Set down every entry below exactly as it stands.

---------- AVAILABLE DATA ----------

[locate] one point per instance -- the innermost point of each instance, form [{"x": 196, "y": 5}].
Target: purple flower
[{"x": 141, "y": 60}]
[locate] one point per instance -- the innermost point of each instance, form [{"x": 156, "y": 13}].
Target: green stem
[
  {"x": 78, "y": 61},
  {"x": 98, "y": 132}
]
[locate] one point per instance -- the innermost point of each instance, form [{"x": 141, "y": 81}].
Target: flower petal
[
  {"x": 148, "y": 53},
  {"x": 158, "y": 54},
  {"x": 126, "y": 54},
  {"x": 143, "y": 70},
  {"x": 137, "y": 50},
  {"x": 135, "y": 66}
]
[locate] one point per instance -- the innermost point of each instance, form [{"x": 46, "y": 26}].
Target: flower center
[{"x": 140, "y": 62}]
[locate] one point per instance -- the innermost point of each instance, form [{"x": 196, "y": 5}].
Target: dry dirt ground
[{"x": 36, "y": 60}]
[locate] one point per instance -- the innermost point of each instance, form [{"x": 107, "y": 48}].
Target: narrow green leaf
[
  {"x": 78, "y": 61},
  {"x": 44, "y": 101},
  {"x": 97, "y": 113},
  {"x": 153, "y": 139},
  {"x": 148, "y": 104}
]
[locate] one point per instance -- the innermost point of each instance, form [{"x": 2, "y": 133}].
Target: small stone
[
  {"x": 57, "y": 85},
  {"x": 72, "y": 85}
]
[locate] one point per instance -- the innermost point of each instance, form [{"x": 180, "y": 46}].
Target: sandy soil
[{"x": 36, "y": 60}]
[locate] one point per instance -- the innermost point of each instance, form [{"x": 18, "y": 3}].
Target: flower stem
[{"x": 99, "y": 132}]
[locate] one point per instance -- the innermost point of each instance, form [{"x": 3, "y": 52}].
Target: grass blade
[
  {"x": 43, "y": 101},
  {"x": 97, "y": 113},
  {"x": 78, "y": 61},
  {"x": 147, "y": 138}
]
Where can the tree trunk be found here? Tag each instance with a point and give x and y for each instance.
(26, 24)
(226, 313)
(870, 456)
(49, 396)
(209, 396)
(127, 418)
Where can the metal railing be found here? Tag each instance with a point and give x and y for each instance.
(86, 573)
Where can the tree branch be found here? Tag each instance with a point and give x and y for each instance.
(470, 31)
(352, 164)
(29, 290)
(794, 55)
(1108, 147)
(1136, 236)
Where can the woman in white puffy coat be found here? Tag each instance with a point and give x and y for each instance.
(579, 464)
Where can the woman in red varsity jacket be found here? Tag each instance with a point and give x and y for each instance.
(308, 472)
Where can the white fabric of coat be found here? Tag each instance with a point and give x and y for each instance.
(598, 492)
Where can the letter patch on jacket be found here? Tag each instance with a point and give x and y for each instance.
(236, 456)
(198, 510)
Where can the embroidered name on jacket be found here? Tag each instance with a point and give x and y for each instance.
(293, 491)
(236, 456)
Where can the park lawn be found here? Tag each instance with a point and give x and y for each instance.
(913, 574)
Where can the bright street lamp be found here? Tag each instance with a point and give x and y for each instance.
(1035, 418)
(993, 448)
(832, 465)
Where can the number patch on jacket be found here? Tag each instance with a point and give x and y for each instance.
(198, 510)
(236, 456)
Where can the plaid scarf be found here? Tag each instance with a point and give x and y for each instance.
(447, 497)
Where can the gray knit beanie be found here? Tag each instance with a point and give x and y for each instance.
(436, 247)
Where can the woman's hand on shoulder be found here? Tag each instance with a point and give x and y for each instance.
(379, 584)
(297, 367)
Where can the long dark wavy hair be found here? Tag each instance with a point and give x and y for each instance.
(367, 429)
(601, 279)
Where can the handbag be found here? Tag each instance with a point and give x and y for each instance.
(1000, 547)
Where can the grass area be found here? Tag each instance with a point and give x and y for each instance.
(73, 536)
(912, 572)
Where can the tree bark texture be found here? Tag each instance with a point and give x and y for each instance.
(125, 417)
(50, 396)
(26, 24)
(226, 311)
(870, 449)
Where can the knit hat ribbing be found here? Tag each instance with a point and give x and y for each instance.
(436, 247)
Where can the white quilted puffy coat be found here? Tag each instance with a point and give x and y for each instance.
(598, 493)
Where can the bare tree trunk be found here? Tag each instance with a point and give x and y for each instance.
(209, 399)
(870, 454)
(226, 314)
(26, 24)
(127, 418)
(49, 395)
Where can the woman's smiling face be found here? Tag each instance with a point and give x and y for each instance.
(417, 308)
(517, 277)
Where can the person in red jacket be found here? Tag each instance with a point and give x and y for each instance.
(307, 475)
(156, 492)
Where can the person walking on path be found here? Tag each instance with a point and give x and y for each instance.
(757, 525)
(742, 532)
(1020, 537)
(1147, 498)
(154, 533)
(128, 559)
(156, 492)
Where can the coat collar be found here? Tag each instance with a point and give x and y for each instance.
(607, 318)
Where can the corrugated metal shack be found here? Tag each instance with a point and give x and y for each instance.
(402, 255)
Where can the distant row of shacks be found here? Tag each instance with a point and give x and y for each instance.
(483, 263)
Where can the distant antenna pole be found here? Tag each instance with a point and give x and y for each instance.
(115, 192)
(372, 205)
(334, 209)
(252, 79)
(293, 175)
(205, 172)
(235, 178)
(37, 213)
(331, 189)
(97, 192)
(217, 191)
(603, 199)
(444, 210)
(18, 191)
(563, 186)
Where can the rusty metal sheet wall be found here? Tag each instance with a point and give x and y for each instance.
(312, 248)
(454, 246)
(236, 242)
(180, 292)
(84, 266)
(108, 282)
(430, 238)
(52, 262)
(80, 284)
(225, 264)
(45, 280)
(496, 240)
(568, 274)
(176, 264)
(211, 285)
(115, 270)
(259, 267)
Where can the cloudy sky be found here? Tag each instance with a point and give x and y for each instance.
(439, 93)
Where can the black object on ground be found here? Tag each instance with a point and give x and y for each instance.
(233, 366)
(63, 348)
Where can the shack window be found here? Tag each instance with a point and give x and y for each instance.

----------

WRITTEN REPLY:
[locate] one point per instance -- the innermost point of each instance, form [{"x": 196, "y": 5}].
Target: purple flower
[{"x": 141, "y": 60}]
[locate] one point per instance -- the innermost point of each instance, form [{"x": 156, "y": 13}].
Target: green stem
[
  {"x": 78, "y": 61},
  {"x": 98, "y": 132}
]
[locate] one point per instance -- the innermost point of each instance, form [{"x": 141, "y": 81}].
Target: flower petal
[
  {"x": 148, "y": 53},
  {"x": 158, "y": 54},
  {"x": 126, "y": 54},
  {"x": 143, "y": 70},
  {"x": 137, "y": 50},
  {"x": 135, "y": 66}
]
[locate] one point per instance -- the innermost point of each instance, form [{"x": 46, "y": 26}].
Target: flower center
[{"x": 140, "y": 62}]
[locate] one point per instance -- the innermost point of each instance, form [{"x": 196, "y": 5}].
Target: dry dirt ground
[{"x": 36, "y": 60}]
[locate] one point per instance -- the innermost point of each instance, form [{"x": 107, "y": 48}].
Target: narrow green leaf
[
  {"x": 78, "y": 61},
  {"x": 44, "y": 101},
  {"x": 97, "y": 113},
  {"x": 153, "y": 139},
  {"x": 148, "y": 104}
]
[locate] one point per instance -- the innermost point of each instance, form [{"x": 2, "y": 133}].
Target: small stone
[
  {"x": 57, "y": 85},
  {"x": 72, "y": 85}
]
[locate] one point per instance -- the innermost point of each instance, form [{"x": 180, "y": 46}].
Target: sandy soil
[{"x": 36, "y": 60}]
[locate] one point per instance -- the innermost point of each instance, form [{"x": 18, "y": 3}].
Target: flower stem
[{"x": 99, "y": 132}]
[locate] one point per instance -- the innermost point of each instance, form [{"x": 3, "y": 52}].
Target: grass blade
[
  {"x": 43, "y": 101},
  {"x": 97, "y": 113},
  {"x": 78, "y": 61},
  {"x": 147, "y": 138}
]
Where can the tree trunk be found here? Tag each instance with a point and give x and y for each instance.
(26, 24)
(226, 313)
(870, 456)
(49, 396)
(209, 396)
(127, 418)
Where can the metal railing be found here? Tag each instance with a point and give x and y for each instance.
(86, 573)
Where can the tree branch be found here? Tag each instance with a point and give x and y for each instance.
(470, 31)
(352, 164)
(29, 290)
(794, 55)
(1108, 147)
(1136, 236)
Where can the woman in white puffy coat be found here? Tag each instance with a point and give x and y for each instance.
(579, 464)
Where can the woman in red varsity jacket be found here? Tag each instance with a point and give x and y for each instance.
(308, 472)
Where can the white fabric of coat be found here? Tag each instance with a point and give x and y for each instance.
(598, 492)
Where can the letter patch on jacket be found here? Tag each instance with a point and give x and y for each instance.
(236, 456)
(198, 510)
Where can the embroidered name on jacket be found here? Tag each instance with a point and give x and y for each instance.
(293, 491)
(236, 456)
Where can the park lawn be found here? Tag each instance with a point and give x and y for each instance.
(913, 574)
Where can the bright street lamp be found here? Tag each instance with a point and give x and y for each instance.
(1035, 418)
(993, 448)
(832, 465)
Where can the number patch on jacket be found here? Tag each instance with a point and give x and y for each instance.
(198, 510)
(236, 456)
Where can the plaid scarf be found here? Tag each instance with a point and give x and y for each instance.
(447, 497)
Where can the gray knit beanie be found here? Tag each instance with a point and give x and y for each instance.
(436, 247)
Where can the woman's hand on shoulder be found here? Tag each instance with a point and give x and y for each instance.
(379, 584)
(297, 367)
Where can the long dark wavy hair be found here? Tag each instance with a point and give x and y for each instance.
(367, 429)
(601, 279)
Where can the handbag be found here? Tag each instance with a point and give x and y for each instance.
(1000, 547)
Where can the grass area be found here? Tag each instance with a point and give x and y for each instance.
(73, 536)
(912, 572)
Where can the tree bark texture be found here? Tag each instance with a point and give x and y for each instance.
(125, 417)
(50, 396)
(26, 24)
(226, 311)
(870, 449)
Where can the knit hat ribbing be found here? Tag each instance with a point and give x and y for each instance.
(436, 247)
Where can the white quilted puffy coat be found here? Tag each instance with a point and give x and y for each instance.
(598, 493)
Where can the bare tree trunk be found here? Tag each instance with a point and give x and y for each instance.
(209, 399)
(870, 454)
(226, 314)
(26, 24)
(127, 418)
(49, 395)
Where can the woman's smiling face be found here? Tag each instance with a point and give x and y for each instance.
(417, 308)
(517, 277)
Where can the person in red jacket be found here? Tag each instance with a point and give x and y for each instance.
(307, 475)
(156, 492)
Where can the person walking on path be found here? Tag each instance with a point and give x and y for each instance.
(757, 525)
(742, 532)
(1020, 537)
(1147, 498)
(154, 533)
(128, 559)
(156, 492)
Where can the coat collar be found here? Tag each instance with a point and give x and y for each instance.
(607, 318)
Where can the corrugated metal shack be found here? Tag each instance with a point and give x and y for each instance.
(402, 255)
Where can the distant row of shacks be found here? Tag each instance with a point and give x and y for each instance.
(483, 263)
Where can the distant antenna pole be found here? Tag each instance with a point and give x and y for each instance.
(115, 192)
(372, 205)
(334, 209)
(252, 79)
(293, 175)
(205, 172)
(235, 178)
(37, 213)
(331, 189)
(97, 192)
(217, 191)
(603, 199)
(444, 210)
(18, 191)
(563, 186)
Where can the rusty metal sheet wall be found here? Tag each instance with a point and give x and y for each instance.
(312, 248)
(454, 246)
(236, 242)
(180, 292)
(84, 266)
(108, 282)
(430, 238)
(52, 262)
(80, 284)
(225, 264)
(45, 280)
(496, 240)
(568, 274)
(176, 264)
(211, 285)
(115, 270)
(259, 267)
Where can the cloudy sky be found here? Tag each instance with a point and give x and y for each instance.
(439, 93)
Where can the black object on ground be found here? Tag each instance with a point and give x and y for each instance.
(233, 366)
(63, 348)
Where can the shack window be found here? Tag each instance with a point and give x and y for each instance.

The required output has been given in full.